> **EXERCISE REQUIREMENTS**:
Please continue the passage on falling birth rates and the decline of the European model, starting right after its last sentence.

Nor is it likely to reverse. In agricultural society or early industrial society, having a child was profitable—you sent him to work at an early age; when you retired, he would take care of you.

Today, if you talk about conspicuous consumption, nothing is more expensive than a child who remains a child into his mid-20s, when he tries to find himself and you have to finance it; or if he picks a profession that doesn't quite work out and comes home. In other words, having children is a luxury, not a necessity.

People are not going to indulge this luxury excessively, and, therefore, there are fewer children.

And that's not simply here. There is nowhere in the world where the birth rate is not in precipitous decline. In the advanced industrial world, it is already in that position.

Middle-tier countries, like Mexico or Brazil, are readily approaching levels of zero population growth. And even in areas where population is still growing rapidly, such as countries like Bangladesh, Congo, third-tier countries, you have a fall from a 7.5 birth rate to about a 5.0 birth rate. So we are seeing a transformation of what I will call the European model of demography.

Europe begins, from my point of view, in 1492 with the first globalization of the economy, because the first global economy that was ever created was the European.

Until that point, the Aztecs had no idea there were Mongols; the Mongols were really not connected to the Zulus. It was the European imperialists that tied all of them together and made the world aware of itself, created a global system instead of a group of isolated systems.

And part of the European model was this population explosion, which came about for a host of reasons, from health care to different models of production and so on.

But the basic assumption that is built into the economic system was that there would always be more people—more workers, more consumers, more soldiers. And so in the history of Europe the armies got larger, the economies got larger, the world got larger.

That system is ending. It is ending because the European model is in decline. In fact, one would say that Europe is in decline, because if I were to point to the single most important event of the 20th century, it would be the end of the European imperial system. The collapse of the British empire, the collapse of the French empire, the Dutch empire, the Belgian empire, had a more profound effect on the way the world worked than any other single event.

The origin of that collapse was the fact that the Europeans, while they conquered the world, also waged an endless civil war against each other of ever-intensifying proportions, with larger armies and so on, until in the 20th century they simply ripped themselves apart. They could no longer dominate the world.

The fact that the Europeans are no longer fighting is of course gratifying. But as I like to say, they are exhausted and call it virtue. After the 20th century, it is not clear to me that the Europeans as they gave up their empire are the same Europeans that landed in their boats in Latin America, burned them, and proceeded to conquer empires. They were barbarians, and they had the virtues and the vices of barbarians.

> **DATASET CONTENT**:

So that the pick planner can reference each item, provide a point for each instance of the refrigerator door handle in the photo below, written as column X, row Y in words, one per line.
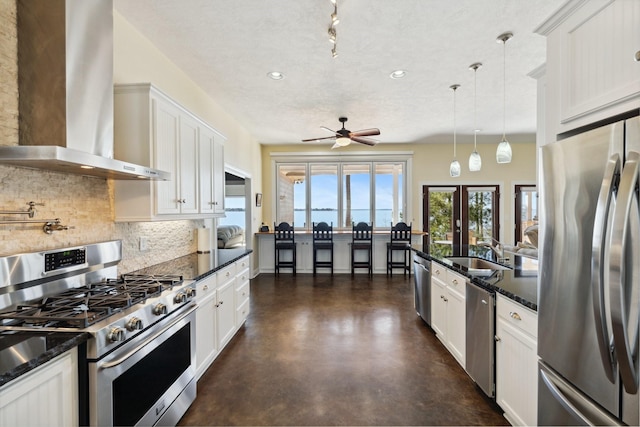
column 598, row 248
column 581, row 409
column 623, row 293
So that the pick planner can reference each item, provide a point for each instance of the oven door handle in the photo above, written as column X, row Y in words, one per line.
column 130, row 353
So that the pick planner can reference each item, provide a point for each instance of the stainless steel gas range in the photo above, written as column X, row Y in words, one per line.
column 138, row 367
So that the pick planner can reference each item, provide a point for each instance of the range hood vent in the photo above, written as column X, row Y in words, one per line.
column 65, row 87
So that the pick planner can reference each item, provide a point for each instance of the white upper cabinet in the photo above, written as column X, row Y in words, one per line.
column 592, row 72
column 152, row 130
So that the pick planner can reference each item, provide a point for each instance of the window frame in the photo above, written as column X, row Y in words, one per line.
column 278, row 159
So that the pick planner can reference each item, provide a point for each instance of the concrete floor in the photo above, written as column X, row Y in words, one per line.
column 337, row 351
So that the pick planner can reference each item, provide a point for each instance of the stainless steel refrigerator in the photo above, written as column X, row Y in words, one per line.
column 590, row 278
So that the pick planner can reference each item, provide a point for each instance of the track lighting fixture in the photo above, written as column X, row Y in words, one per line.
column 333, row 35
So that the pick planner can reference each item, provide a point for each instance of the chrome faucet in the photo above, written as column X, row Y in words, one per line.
column 498, row 249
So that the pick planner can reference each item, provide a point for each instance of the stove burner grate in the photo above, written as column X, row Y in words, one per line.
column 81, row 307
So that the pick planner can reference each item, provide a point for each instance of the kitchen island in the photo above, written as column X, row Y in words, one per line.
column 518, row 283
column 487, row 319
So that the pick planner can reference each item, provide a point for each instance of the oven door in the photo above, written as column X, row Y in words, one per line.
column 149, row 380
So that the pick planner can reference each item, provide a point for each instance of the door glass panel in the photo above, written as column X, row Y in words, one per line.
column 388, row 194
column 480, row 216
column 356, row 193
column 291, row 199
column 324, row 193
column 441, row 221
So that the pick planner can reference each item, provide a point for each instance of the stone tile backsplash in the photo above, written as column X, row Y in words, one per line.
column 84, row 204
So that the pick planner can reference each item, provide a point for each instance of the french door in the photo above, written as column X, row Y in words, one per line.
column 456, row 216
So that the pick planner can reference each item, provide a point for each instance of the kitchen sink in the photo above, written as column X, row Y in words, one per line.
column 477, row 266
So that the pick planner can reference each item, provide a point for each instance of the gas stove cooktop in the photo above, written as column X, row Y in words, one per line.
column 84, row 306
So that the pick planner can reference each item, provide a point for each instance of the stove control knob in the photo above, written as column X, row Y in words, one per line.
column 180, row 298
column 116, row 334
column 160, row 309
column 133, row 324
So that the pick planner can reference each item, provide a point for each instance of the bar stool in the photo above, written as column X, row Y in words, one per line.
column 322, row 241
column 284, row 241
column 400, row 242
column 362, row 240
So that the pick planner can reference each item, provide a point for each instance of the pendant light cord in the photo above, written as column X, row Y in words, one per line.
column 475, row 108
column 504, row 90
column 454, row 123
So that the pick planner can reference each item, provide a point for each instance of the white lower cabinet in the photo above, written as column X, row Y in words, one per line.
column 516, row 361
column 206, row 342
column 448, row 310
column 223, row 305
column 225, row 310
column 46, row 396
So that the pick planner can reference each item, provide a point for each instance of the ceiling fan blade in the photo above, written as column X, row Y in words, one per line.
column 366, row 141
column 366, row 132
column 318, row 139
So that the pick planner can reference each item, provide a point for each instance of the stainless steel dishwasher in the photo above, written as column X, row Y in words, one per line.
column 480, row 344
column 422, row 285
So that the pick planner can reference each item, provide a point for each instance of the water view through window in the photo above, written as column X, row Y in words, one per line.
column 341, row 193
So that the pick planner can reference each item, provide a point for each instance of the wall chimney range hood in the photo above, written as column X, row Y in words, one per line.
column 65, row 87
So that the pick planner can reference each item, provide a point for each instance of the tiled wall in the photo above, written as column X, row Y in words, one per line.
column 82, row 203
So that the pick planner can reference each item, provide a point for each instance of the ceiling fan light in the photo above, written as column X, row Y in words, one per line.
column 454, row 169
column 504, row 153
column 475, row 162
column 343, row 141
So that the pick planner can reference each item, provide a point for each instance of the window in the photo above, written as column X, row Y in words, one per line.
column 341, row 193
column 356, row 193
column 324, row 193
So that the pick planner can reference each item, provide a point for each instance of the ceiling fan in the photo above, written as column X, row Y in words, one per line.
column 343, row 137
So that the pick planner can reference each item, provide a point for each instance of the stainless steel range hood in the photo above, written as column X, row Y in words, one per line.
column 65, row 89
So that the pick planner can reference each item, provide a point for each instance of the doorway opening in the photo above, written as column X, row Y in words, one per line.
column 233, row 228
column 459, row 217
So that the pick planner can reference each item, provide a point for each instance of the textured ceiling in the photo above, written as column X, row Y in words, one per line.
column 228, row 47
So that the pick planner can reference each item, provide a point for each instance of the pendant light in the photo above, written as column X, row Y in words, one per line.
column 503, row 153
column 475, row 161
column 454, row 168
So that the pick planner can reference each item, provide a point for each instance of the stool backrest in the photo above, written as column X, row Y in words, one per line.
column 283, row 232
column 401, row 232
column 362, row 231
column 322, row 232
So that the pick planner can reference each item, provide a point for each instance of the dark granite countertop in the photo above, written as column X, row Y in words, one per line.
column 22, row 351
column 519, row 284
column 197, row 266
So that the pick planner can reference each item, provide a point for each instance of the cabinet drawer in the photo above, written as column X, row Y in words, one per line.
column 241, row 313
column 242, row 263
column 242, row 276
column 517, row 315
column 457, row 282
column 242, row 294
column 205, row 288
column 226, row 274
column 438, row 272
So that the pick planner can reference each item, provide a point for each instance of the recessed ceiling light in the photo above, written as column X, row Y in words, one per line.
column 275, row 75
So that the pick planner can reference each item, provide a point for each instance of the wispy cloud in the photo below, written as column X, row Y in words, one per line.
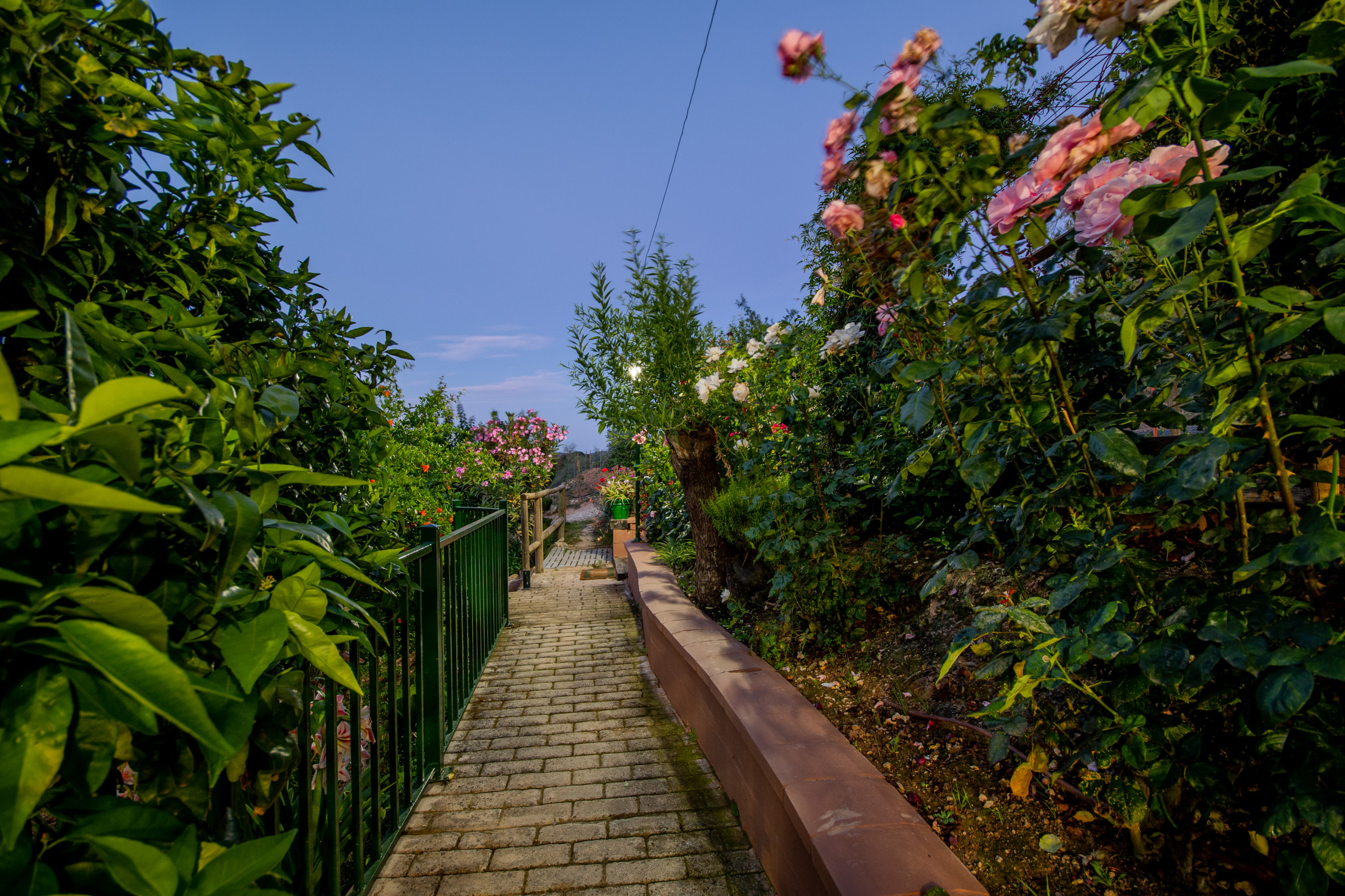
column 489, row 346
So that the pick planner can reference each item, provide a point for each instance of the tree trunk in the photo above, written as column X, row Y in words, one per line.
column 692, row 452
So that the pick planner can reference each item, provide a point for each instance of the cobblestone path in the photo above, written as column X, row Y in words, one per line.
column 571, row 772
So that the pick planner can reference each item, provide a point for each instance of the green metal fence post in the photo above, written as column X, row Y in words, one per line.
column 431, row 664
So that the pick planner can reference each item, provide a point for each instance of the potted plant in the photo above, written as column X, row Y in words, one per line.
column 618, row 490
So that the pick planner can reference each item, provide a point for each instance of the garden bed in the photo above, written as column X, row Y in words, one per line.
column 880, row 691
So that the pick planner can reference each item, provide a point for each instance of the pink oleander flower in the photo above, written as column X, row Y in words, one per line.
column 1013, row 201
column 798, row 50
column 1070, row 150
column 1099, row 217
column 1166, row 163
column 1086, row 183
column 841, row 217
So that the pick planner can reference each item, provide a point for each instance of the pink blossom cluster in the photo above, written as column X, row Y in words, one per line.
column 798, row 50
column 1095, row 193
column 344, row 732
column 900, row 113
column 887, row 315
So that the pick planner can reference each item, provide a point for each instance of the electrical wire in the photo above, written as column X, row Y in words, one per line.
column 669, row 182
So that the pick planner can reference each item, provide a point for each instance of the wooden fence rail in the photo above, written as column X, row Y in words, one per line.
column 534, row 554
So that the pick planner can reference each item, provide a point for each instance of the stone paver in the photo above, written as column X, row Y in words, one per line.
column 571, row 772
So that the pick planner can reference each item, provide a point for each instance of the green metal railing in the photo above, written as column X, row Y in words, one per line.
column 376, row 755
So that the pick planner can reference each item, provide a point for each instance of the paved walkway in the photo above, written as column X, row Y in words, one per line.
column 571, row 773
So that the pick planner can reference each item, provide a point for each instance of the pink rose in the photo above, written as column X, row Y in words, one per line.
column 1070, row 150
column 1084, row 185
column 1166, row 163
column 796, row 51
column 1099, row 217
column 839, row 132
column 841, row 217
column 834, row 170
column 1013, row 201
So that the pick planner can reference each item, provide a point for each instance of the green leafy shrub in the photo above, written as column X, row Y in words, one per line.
column 188, row 436
column 740, row 506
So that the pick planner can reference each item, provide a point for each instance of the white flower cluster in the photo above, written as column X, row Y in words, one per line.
column 842, row 339
column 705, row 385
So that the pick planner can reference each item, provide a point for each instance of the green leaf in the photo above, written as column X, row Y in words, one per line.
column 981, row 471
column 252, row 646
column 1286, row 330
column 320, row 652
column 126, row 611
column 1284, row 692
column 133, row 665
column 296, row 593
column 15, row 318
column 1334, row 320
column 121, row 396
column 128, row 88
column 35, row 716
column 1331, row 856
column 1164, row 661
column 241, row 866
column 1300, row 875
column 332, row 561
column 34, row 482
column 20, row 436
column 1329, row 664
column 121, row 443
column 319, row 480
column 1189, row 225
column 919, row 409
column 1319, row 547
column 243, row 525
column 1315, row 368
column 138, row 868
column 1118, row 451
column 80, row 377
column 133, row 820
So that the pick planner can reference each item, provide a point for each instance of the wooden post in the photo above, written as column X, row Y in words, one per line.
column 539, row 523
column 525, row 555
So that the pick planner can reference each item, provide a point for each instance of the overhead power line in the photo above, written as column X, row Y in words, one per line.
column 654, row 233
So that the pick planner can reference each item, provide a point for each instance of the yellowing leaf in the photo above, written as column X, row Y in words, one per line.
column 121, row 396
column 320, row 652
column 34, row 482
column 1021, row 780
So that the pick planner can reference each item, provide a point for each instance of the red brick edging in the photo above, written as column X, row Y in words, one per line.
column 821, row 817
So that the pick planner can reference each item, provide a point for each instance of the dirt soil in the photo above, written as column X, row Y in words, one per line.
column 868, row 691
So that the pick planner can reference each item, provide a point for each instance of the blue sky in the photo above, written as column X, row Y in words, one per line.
column 486, row 155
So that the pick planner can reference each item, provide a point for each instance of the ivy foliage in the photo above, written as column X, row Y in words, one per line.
column 186, row 436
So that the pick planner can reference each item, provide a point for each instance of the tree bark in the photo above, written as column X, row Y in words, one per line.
column 692, row 452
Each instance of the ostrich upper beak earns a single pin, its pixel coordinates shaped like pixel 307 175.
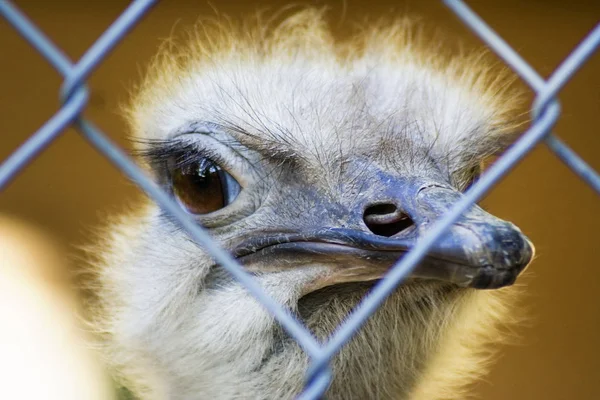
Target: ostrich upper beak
pixel 479 250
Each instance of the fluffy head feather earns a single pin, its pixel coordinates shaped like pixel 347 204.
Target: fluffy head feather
pixel 292 94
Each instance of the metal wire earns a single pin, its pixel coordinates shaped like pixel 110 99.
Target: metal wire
pixel 74 96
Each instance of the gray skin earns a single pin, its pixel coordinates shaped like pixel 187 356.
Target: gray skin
pixel 342 167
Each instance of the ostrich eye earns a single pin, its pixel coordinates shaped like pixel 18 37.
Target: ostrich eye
pixel 203 187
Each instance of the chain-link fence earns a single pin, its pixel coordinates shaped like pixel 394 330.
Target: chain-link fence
pixel 75 95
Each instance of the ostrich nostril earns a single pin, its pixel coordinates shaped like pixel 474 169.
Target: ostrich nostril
pixel 386 219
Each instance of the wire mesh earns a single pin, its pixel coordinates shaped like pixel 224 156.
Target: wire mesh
pixel 74 95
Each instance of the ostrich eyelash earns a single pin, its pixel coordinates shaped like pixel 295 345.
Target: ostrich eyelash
pixel 158 153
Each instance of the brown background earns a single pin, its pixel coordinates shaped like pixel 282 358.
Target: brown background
pixel 70 188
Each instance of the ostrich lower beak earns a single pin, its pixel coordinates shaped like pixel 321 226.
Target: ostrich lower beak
pixel 478 251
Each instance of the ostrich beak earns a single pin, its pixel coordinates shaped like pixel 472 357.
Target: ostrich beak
pixel 479 250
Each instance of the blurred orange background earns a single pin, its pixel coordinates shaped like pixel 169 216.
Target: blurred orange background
pixel 70 188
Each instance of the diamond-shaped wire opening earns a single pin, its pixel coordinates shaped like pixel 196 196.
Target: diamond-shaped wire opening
pixel 546 111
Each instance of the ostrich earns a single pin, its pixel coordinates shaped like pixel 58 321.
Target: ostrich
pixel 317 163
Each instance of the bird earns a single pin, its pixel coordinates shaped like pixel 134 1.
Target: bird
pixel 317 163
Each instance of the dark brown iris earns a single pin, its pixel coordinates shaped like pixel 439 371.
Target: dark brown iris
pixel 199 187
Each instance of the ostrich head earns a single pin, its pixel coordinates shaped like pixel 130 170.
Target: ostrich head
pixel 317 164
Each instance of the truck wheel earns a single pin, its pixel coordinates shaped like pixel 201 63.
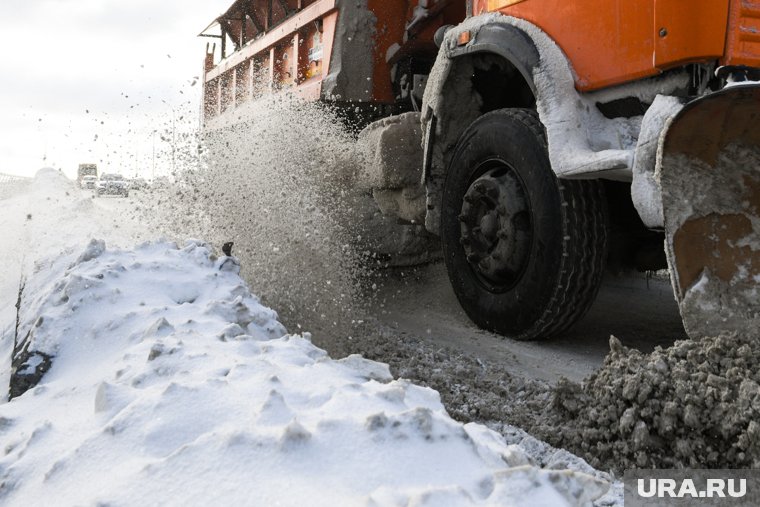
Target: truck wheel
pixel 525 252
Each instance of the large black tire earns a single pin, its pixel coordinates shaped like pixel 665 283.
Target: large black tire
pixel 525 251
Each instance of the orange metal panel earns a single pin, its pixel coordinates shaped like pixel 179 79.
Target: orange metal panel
pixel 308 15
pixel 689 31
pixel 607 41
pixel 743 39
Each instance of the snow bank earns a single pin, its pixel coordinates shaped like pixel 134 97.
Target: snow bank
pixel 169 383
pixel 50 216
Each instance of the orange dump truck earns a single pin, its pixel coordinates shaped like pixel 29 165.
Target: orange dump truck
pixel 554 136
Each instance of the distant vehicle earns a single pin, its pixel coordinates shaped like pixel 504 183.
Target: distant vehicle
pixel 87 170
pixel 138 184
pixel 112 184
pixel 89 182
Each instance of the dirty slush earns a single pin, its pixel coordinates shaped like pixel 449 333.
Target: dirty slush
pixel 278 185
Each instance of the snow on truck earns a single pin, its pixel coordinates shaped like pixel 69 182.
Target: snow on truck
pixel 86 170
pixel 549 137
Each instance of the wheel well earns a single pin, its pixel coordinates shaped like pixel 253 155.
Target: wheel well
pixel 477 84
pixel 501 86
pixel 632 245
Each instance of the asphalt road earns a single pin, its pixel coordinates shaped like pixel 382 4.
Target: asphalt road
pixel 640 312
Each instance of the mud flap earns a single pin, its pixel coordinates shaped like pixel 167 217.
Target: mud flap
pixel 709 172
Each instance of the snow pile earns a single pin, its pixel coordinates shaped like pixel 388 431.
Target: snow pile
pixel 693 405
pixel 273 184
pixel 169 383
pixel 48 217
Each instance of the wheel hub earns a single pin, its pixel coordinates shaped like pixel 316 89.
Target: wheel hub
pixel 495 226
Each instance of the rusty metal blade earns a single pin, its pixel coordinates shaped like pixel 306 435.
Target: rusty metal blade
pixel 709 172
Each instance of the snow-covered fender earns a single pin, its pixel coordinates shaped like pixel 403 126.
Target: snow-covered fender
pixel 506 41
pixel 572 121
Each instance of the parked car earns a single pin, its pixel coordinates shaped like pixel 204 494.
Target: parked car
pixel 112 184
pixel 89 182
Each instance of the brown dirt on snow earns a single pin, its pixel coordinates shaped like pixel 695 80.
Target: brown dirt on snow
pixel 695 404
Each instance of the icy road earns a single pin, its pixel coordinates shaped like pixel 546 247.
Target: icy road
pixel 169 383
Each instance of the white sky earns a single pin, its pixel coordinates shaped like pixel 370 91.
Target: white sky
pixel 130 63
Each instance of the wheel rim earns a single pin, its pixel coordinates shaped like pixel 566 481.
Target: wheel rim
pixel 496 229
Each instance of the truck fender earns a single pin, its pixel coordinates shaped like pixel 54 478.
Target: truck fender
pixel 443 123
pixel 450 104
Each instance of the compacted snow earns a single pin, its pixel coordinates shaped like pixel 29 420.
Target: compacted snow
pixel 170 384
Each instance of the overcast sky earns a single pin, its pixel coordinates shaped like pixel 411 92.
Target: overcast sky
pixel 90 80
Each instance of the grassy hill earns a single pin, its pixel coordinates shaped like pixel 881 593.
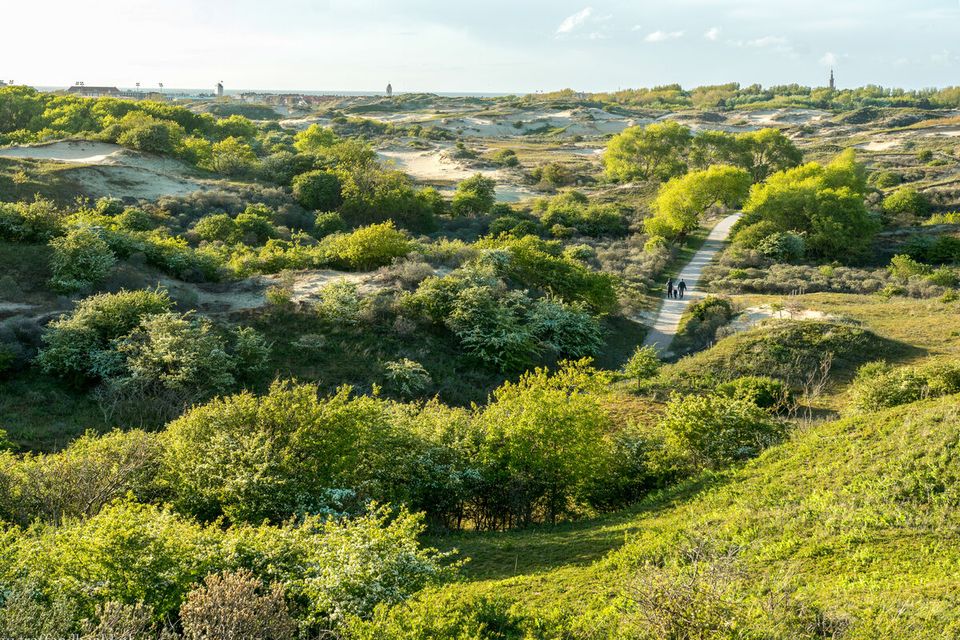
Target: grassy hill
pixel 848 530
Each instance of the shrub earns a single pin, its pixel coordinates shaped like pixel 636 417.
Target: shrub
pixel 219 227
pixel 328 223
pixel 407 378
pixel 318 190
pixel 367 247
pixel 562 409
pixel 766 393
pixel 340 302
pixel 235 605
pixel 253 458
pixel 878 385
pixel 567 330
pixel 36 221
pixel 80 260
pixel 903 267
pixel 906 200
pixel 642 365
pixel 505 158
pixel 713 431
pixel 76 345
pixel 475 195
pixel 232 157
pixel 171 361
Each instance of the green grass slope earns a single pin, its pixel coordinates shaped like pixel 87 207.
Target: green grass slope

> **RESPONSE TO THIS EXERCISE**:
Now, while the European Age was critical, Atlantic Europe—the countries on the Atlantic—dominated the world, and the heartland of the international system was of course the north Atlantic. Whoever controlled the north Atlantic controlled Europe's access to the world. Whoever controlled Europe's access to the world could shape the empires. And of course, for hundreds of years the Spaniards, the French, the Dutch, the British, fought for control of the north Atlantic.

But in 1980 an extraordinary event happened in human history: for the first time ever, trans-Pacific trade equaled trans-Atlantic trade. It was somewhere around 1980. It's hard to pin it down; it could have been 1981, 1982. That was an extraordinary event that we all experienced.

But think what it means. It means that at that point not only was Europe no longer the pivot of the global system, nor was the north Atlantic by itself the key to global power.

There were two keys: the Atlantic and the Pacific. Therefore, by definition, any power that was native to both bodies of water was in an extraordinary position, particularly if it had the wherewithal to exploit that.

Now, South America, for reasons of geography I won't go into here, can't be native to both the Atlantic and the Pacific. It looks like one continent. It really isn't. It is divided and subdivided and can't be one.

But North America is the power that is native to the Atlantic and the Pacific and, therefore, has the lowest cost of projecting power into both basins. So the cost for a European empire to maintain a major naval presence in the Pacific is extraordinarily high, the cost for an Asian power to maintain an Atlantic presence is extremely high, but the cost for the United States of maintaining both, while high, is not extraordinarily high.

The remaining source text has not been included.